How do I know if it is just temporary bluffing, or a long-term problem I am incorrectly responding to?
 

Jottlebot

Meeting neighbors
Joined
1/8/17
Messages
31
Hi, how are you getting on? Has a bit of time made a difference? My Alexandrine also seems to have something against fingers. At the moment I cope by not giving him access to them. "He" is older than kiwi by around 6 months I would think.
 

Valkyria

Walking the driveway
Joined
1/22/17
Messages
228
I always look at my Alexes eyes to gage where they are at before offering a hand to step up too. If they pin their eyes they are showing signs that a bite might come. Use a stick to transfer your bird. Its very easy, mine learned "up" in no time. The best bite is a none existing one.
 

Valorous

Meeting neighbors
Joined
10/24/17
Messages
52
Location
Sweden
Real Name
Embla
Hello!

I'm experiencing something similar with my Hahns (6 months old), though only sometimes. He steps up and is super sweet but then suddenly ATTACKS and also draws blood (my hands are covered in small wounds). I don't really know how to deal with it. I'm just trying to be really really respectful of what he wants and also read the body language constantly. Also I've found, talking constantly whilst handling the bird helps a lot.

Today has been much better than the last 4 days but I've still gotten bit twice today.

I'm trying to blame it on the molt or dominance/bluffing since it seems so random, but I've also tried to be firm when enough is enough. When he does bite I say no firmly (not yelling or anything) and softly grab the beak for a second or so, then I end play time for a moment just so that he absolutely understand that he shouldn't bite. Some people will say this is counterproductive and some will say it's great. When so many have different opinions I think you just have to make the choice yourself.

* **EXERCISE INSTRUCTIONS**
From the forum thread on parrot biting, reproduce word for word the stretch from "I'm experiencing something" through "bit twice today.".

* **INFORMATION SHOWN**
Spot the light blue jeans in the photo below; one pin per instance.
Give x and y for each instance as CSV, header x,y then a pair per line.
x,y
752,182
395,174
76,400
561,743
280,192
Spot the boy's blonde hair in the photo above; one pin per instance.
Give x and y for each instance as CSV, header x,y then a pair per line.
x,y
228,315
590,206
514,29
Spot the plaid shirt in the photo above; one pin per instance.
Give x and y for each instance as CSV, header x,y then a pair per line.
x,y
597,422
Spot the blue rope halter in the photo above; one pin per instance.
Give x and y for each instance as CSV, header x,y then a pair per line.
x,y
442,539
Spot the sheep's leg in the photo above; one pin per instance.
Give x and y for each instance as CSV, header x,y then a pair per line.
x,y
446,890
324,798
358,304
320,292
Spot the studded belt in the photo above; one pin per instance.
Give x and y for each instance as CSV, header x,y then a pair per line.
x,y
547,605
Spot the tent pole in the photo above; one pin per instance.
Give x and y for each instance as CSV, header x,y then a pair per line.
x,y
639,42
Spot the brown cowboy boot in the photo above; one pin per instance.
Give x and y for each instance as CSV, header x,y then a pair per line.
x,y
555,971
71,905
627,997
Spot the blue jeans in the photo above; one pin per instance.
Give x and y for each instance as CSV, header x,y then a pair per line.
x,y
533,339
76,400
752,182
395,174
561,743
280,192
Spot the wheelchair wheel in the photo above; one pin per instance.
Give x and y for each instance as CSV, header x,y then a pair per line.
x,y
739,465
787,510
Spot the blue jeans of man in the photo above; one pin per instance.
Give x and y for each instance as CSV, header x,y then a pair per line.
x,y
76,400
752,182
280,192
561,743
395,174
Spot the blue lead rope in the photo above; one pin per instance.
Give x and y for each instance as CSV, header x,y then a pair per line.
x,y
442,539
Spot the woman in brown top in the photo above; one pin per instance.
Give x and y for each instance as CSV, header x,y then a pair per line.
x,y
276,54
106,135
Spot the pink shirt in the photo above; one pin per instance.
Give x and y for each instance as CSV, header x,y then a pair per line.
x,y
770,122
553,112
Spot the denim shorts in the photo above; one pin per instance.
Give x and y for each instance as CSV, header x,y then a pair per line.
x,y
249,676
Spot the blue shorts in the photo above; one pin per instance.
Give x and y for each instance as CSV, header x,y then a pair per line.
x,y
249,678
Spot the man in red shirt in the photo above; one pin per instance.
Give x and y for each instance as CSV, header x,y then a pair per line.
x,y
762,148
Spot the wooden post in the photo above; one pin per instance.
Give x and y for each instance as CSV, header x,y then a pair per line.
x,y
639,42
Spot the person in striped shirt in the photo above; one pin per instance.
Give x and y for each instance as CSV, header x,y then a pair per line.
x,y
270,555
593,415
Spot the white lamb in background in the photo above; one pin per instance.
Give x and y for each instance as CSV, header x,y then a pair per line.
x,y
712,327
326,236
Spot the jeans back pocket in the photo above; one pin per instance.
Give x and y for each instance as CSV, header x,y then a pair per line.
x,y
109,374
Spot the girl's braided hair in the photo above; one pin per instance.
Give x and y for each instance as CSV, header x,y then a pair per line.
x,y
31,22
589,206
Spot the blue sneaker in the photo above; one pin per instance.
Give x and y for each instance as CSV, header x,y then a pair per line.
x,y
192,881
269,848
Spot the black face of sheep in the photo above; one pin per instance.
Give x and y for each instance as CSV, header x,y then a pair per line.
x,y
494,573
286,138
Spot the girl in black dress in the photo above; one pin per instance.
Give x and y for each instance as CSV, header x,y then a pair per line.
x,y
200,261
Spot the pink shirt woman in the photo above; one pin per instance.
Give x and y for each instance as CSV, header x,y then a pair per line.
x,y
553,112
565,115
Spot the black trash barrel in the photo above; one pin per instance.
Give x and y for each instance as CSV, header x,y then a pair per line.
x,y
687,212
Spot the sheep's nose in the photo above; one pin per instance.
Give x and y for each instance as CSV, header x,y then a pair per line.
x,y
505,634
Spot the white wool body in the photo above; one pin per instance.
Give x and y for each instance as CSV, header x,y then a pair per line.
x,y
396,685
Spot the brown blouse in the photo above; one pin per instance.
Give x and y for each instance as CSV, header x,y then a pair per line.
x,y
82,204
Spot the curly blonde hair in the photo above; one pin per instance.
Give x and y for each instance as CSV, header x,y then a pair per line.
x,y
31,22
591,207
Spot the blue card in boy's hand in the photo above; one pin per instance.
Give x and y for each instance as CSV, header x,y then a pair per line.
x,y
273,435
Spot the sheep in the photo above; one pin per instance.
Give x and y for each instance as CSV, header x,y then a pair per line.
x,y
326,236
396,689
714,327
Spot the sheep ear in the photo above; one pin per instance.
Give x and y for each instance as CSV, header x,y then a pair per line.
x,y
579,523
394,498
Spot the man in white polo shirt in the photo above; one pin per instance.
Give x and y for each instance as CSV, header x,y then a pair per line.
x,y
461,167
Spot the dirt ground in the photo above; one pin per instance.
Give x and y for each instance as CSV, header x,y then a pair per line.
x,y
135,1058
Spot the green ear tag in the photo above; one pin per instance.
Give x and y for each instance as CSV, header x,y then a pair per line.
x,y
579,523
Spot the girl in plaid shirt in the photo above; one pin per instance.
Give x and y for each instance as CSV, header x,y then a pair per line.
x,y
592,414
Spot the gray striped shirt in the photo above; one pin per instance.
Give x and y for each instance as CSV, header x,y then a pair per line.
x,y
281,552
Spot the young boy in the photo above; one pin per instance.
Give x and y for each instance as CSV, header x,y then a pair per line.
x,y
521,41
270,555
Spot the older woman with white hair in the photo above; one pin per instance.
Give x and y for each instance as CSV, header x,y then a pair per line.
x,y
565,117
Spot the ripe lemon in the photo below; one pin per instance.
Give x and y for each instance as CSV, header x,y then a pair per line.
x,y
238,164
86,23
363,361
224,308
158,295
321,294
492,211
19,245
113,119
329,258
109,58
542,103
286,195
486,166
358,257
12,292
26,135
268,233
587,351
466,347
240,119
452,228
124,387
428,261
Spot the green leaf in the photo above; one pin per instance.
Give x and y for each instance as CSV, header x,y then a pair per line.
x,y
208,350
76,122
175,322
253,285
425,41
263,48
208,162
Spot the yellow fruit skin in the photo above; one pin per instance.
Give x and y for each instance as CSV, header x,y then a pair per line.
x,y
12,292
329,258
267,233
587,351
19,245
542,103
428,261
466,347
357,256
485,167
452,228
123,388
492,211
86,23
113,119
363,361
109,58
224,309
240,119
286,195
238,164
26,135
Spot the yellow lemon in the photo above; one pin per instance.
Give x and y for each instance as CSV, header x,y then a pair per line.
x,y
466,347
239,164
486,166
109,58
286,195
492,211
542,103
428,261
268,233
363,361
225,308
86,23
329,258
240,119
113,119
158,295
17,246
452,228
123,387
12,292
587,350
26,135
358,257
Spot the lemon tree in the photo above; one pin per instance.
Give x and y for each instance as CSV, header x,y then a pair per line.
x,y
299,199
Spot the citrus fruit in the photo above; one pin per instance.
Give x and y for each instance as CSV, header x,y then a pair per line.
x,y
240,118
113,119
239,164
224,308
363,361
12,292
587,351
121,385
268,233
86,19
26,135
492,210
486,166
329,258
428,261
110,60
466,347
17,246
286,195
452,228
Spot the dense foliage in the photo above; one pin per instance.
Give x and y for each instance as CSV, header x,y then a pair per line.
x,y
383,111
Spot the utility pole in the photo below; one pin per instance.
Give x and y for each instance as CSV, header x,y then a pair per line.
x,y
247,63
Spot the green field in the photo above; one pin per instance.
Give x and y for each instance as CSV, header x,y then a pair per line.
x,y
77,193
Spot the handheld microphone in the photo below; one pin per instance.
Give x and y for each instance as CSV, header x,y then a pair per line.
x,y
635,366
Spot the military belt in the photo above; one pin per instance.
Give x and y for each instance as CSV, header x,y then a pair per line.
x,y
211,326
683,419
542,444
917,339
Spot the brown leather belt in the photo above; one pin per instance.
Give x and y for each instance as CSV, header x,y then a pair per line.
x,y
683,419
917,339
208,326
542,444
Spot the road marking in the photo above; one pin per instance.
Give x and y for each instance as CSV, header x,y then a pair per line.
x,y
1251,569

* **RESULT OF THIS TASK**
I'm experiencing something similar with my Hahns (6 months old), though only sometimes. He steps up and is super sweet but then suddenly ATTACKS and also draws blood (my hands are covered in small wounds). I don't really know how to deal with it. I'm just trying to be really really respectful of what he wants and also read the body language constantly. Also I've found, talking constantly whilst handling the bird helps a lot.

Today has been much better than the last 4 days but I've still gotten bit twice today.